DATASET
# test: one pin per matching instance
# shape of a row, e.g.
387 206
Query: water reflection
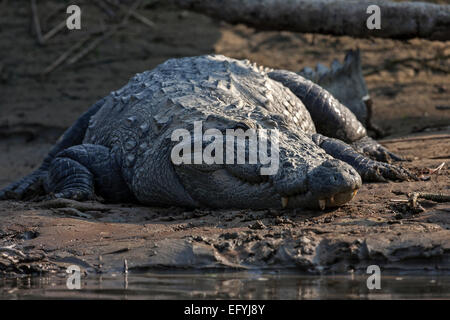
241 285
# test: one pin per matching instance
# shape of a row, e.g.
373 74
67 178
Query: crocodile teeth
332 200
322 204
284 201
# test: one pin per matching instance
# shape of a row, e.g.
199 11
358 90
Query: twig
104 6
91 46
369 124
64 56
54 31
105 36
37 25
437 169
436 197
407 139
134 14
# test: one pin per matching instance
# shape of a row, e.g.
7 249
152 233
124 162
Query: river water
235 285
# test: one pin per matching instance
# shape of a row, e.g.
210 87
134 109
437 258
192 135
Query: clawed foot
74 194
27 187
376 171
375 151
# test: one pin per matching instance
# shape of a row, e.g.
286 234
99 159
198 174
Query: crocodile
119 150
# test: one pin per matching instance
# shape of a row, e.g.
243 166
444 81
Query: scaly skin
120 149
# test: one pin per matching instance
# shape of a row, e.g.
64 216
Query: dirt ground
409 83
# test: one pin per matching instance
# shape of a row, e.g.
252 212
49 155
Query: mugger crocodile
120 148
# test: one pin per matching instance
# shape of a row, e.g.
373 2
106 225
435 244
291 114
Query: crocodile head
299 173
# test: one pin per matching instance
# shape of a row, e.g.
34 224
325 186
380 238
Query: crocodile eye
242 125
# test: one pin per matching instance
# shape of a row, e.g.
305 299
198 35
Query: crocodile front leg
80 172
31 185
370 170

OBJECTIVE
State how many lines in the material above contain the word "crocodile". Reply with the number alone.

SOLUTION
6